What is required
In the records below, find every line that contains the word "blue" and copy each of those lines. Match case exactly.

=====

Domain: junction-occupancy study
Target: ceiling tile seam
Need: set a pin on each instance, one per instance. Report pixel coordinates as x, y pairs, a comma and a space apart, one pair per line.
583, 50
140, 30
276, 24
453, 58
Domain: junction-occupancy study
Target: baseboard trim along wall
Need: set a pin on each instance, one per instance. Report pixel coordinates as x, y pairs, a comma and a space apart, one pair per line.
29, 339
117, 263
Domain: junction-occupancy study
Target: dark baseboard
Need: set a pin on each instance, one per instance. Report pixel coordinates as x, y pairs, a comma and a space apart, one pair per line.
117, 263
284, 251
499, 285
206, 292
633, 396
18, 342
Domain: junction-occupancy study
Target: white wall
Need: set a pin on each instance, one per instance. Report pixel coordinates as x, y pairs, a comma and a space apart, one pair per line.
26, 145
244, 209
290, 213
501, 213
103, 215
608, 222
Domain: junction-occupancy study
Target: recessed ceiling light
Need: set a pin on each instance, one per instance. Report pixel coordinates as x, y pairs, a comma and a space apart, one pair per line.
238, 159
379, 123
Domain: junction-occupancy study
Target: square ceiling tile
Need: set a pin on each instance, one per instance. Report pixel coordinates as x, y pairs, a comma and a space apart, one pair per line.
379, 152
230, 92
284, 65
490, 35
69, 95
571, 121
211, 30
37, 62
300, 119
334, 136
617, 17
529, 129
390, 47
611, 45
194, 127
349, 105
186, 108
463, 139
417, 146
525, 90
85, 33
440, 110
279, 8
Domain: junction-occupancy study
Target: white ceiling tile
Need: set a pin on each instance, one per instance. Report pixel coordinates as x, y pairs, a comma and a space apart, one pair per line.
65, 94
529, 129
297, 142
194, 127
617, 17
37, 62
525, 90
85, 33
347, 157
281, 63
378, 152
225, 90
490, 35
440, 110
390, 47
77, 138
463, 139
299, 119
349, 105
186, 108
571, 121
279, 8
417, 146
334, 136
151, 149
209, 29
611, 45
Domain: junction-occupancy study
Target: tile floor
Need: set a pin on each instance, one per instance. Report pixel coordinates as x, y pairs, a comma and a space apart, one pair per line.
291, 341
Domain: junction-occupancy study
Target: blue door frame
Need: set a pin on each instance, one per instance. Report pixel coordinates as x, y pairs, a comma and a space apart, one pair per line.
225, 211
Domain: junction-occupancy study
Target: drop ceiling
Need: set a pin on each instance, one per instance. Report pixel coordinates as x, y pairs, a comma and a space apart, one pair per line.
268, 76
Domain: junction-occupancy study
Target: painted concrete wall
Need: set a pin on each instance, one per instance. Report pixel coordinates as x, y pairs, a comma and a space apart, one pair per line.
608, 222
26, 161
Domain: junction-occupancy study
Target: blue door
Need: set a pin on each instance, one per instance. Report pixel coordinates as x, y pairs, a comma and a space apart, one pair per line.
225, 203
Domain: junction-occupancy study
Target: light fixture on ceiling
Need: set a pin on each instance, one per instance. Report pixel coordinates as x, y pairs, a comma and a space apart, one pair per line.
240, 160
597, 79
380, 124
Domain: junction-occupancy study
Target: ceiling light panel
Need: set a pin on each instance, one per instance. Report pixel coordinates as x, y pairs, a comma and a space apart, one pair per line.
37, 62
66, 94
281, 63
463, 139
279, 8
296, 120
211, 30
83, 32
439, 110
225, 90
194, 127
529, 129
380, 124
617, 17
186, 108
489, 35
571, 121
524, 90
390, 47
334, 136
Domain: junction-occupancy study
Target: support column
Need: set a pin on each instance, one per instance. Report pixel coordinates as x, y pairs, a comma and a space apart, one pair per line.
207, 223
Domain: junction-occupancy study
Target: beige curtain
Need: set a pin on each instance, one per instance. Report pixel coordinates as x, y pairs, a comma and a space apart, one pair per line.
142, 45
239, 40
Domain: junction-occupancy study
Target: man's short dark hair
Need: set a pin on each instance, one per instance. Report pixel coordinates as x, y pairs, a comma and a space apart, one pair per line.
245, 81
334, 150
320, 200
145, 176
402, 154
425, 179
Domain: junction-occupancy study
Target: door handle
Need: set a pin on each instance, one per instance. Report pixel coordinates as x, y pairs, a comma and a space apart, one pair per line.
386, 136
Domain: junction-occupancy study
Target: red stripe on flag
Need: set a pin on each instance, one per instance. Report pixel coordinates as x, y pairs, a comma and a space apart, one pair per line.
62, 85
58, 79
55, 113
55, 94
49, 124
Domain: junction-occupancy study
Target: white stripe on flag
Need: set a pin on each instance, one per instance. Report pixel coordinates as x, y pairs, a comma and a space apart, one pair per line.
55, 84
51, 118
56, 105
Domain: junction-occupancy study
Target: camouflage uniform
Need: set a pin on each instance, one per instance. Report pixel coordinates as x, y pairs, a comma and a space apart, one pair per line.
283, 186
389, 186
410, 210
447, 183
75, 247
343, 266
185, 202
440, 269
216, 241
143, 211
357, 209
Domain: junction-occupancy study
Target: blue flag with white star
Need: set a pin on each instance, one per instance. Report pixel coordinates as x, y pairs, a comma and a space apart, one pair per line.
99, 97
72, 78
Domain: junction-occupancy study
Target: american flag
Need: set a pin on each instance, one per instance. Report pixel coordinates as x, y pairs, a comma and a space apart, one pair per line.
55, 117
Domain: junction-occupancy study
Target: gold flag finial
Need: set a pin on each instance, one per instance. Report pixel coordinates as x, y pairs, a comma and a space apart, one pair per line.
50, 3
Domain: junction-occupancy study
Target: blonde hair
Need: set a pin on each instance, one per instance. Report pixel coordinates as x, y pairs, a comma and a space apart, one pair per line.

=====

Full solution
Target: blue door frame
Target: blue door
Target: blue flag with white star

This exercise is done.